## Tasks to complete
1. According to the Medicare assistance summary, which state has the lowest share of Medicare beneficiaries enrolled in the Medicare Savings Programs?
2. Please pick up the Medicare assistance summary after its last sentence and continue writing it.

## Selected passage
*****

Medicare beneficiaries with low incomes and modest assets can qualify for additional financial help with Medicare premiums and cost sharing through both the Medicare Savings Programs and Medicare’s Part D Low-Income Subsidy for prescription drug coverage.
A new analysis and collection of interactive profiles highlight variations across states in the number and characteristics of beneficiaries who receive this additional financial assistance, including race and ethnicity, gender, and age. These findings reflect differences between states such as varying poverty rates among Medicare beneficiaries and higher asset thresholds for the Medicare Savings Program in some states.
Each profile highlights state-level eligibility requirements for the Medicare Savings Programs, which are administered by state Medicaid programs that can choose to adopt more generous income and asset requirements. Eligibility for the Part D Low-Income Subsidy program does not vary by state because it is run by the federal Medicare program.
Key takeaways include:
- More than 10 million Medicare beneficiaries (16% of beneficiaries) were enrolled in the Medicare Savings Programs. The share of Medicare beneficiaries enrolled in the Medicare Savings Programs varies from a low of 7% in North Dakota to a high of 33% in the District of Columbia.

*****

## Provided information
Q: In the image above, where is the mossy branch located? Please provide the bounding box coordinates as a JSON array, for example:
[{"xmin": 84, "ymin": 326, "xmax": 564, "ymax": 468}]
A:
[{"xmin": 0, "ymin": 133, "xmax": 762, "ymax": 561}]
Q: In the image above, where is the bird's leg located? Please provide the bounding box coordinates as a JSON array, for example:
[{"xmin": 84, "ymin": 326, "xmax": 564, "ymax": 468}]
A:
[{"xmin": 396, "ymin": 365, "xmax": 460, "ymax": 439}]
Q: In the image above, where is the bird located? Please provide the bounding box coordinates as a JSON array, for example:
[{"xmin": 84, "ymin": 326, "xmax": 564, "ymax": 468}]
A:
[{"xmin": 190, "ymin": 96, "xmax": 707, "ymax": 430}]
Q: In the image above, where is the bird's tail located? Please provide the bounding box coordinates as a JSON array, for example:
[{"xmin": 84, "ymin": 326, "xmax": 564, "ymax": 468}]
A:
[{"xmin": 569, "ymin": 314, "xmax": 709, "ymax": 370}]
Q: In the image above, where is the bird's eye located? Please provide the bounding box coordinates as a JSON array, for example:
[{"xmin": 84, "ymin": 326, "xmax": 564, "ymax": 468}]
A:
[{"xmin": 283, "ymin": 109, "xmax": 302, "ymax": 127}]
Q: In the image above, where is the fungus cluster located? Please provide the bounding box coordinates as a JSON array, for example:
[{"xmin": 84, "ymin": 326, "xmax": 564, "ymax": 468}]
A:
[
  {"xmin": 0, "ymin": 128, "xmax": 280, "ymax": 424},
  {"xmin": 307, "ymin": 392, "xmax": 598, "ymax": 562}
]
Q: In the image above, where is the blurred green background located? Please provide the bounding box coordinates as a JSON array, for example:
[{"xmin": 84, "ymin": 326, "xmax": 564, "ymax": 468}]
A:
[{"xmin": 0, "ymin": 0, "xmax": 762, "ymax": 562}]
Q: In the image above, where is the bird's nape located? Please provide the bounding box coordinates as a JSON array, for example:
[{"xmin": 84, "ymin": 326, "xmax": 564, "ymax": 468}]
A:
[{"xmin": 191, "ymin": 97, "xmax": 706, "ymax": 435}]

*****

## Replies
1. North Dakota, at 7%.

2.
- Among the nine states and the District of Columbia that have the highest share of Medicare beneficiaries enrolled in the Medicare Savings Programs, eight either do not have an asset test to qualify or have a higher asset limit than the federal guidelines.
- About 14.1 million Medicare beneficiaries were enrolled in the Part D Low-Income Subsidy in 2019, including 1.6 million who didn’t receive full Medicaid benefits and weren’t enrolled in the Medicare Savings Programs. About 1.1 million met the eligibility requirements for the Medicare Savings Programs, but were not enrolled, due in part to the administrative enrollment policies that vary from state to state.
- Compared to Medicare beneficiaries overall, the Medicare Savings Programs and Part D Low-Income Subsidy disproportionately serve beneficiaries in communities of color, beneficiaries under 65 with disabilities, and women, who tend to have lower incomes and modest savings.